» **Problems**
a) Give the name of every author of the paper cited in the Boost mailing list thread about shared_map below.
b) Pick up the Boost mailing list thread about shared_map below right after its final line and keep writing it.

» **Text segment**
▬▬▬
Boost logo

Boost :

From: Jeremy Bruestle (jeremy.bruestle_at_[hidden])
Date: 2007-08-08 12:01:24


Thanks for the reference, the paper is very interesting. I'm still
reading it, but it's very applicable, and I might get some good
algorithmic improvements out of it. Also, for concurrency, the use of
shared_ptr makes good sense in terms of code reuse. All of this
discussion has gotten me thinking about the details of my structure
more (for example, with the basic design as it is, no matter what I
do, begin is always going to be log(n) since of course the returning
of the iterator requires a copy, which is log(n)). I think I will
churn on it for a while, and once I've cleaned it up come back with an
explict list of the algorithmic properties to reduce any confusion (my
statement about the bounds being the same as map for example is true
of insert, find, and delete, but not of many of the iterator uses).

If anyone has more question though, or has ideas, or just wants to
express interest, please do so. At this point I think I'm going to
keep working on the project even if no one is interested, because I
see of lot of fun problems to attack, but I'm still curious if anyone
else has use for such a structure. Thanks to all so far for the good
feedback.

-Jeremy

On 8/7/07, Hervé Brönnimann <hervebronnimann_at_[hidden]> wrote:
> Jeremy: You might be interested in this paper which basically
> describes (albeit from a different design point of view) your data
> structure:
>
> James R. Driscoll, Neil Sarnak, Daniel Dominic Sleator, Robert Endre
> Tarjan: Making Data Structures Persistent. J. Comput. Syst. Sci. 38
> (1): 86-124 (1989)
>
> As far as the lock goes, why not a shared_ptr per node? (those use
> atomic ref counters) As long as you do not maintain the size of the
> map, that should be all good. You can maintain the size in every
> node, and get the size of a collection from the root.
>
> I've heard of shared DAG structures to represent hierarchical shared
> collections, along the same principles. They work well, if a bit slow.
>
> --Herve Bronnimann
>
> On Aug 7, 2007, at 12:59 AM, Jeremy Bruestle wrote:
>
> > Greetings,
> >
> > I've recently implemented a new collection type for a project of mine.
> > It works identically to std::map, with the same algorithmic
> > guarantees, but additionally can be 'copied' in constant time. That
> > is:
> >
> > shared_map<int, int> a;
> > for(i = 0; i < 100; i++)
> > a[i] = i*i; // Each insert in log(n) of the map size
> > shared_map<int, int> b = a; // This is constant time (not linear as
> > in a std::map)
▬▬▬
» **Supplied material**
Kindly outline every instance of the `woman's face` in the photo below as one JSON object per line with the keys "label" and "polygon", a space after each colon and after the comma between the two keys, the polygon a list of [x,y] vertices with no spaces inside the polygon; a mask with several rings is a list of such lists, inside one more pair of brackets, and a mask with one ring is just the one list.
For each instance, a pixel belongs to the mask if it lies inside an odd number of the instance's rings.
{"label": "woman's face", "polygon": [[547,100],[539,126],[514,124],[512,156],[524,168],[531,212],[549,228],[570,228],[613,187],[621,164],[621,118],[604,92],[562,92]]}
▬▬▬
» **Answers to each task**
a) James R. Driscoll, Neil Sarnak, Daniel Dominic Sleator, Robert Endre Tarjan

b)
> > b[1] = 7; // Still log(n) of course
> > b[2] = 3;
> >
> > assert(a[2] == 4 && b[2] == 3 && a[6] == 36 && b[6] == 36);
> >
> > The trick is simple: the map is a red-black tree, but we get rid of
> > the explicit parent pointer for each red-black node. This complicates
> > the code, but is algorithmically uninteresting since we always descend
> > from the root anyway and just need to track the parent as we go,
> > either in an explicit stack or through recursion (my current
> > implementation). The key point however is that the lack of an
> > explicit parent allows us to use reference counting, and share
> > children. Thus the copy from a to b simply copies the root node, and
> > adds an additional reference count. All future changes do copy on
> > write for shared nodes (any with a ref count of 2 or more).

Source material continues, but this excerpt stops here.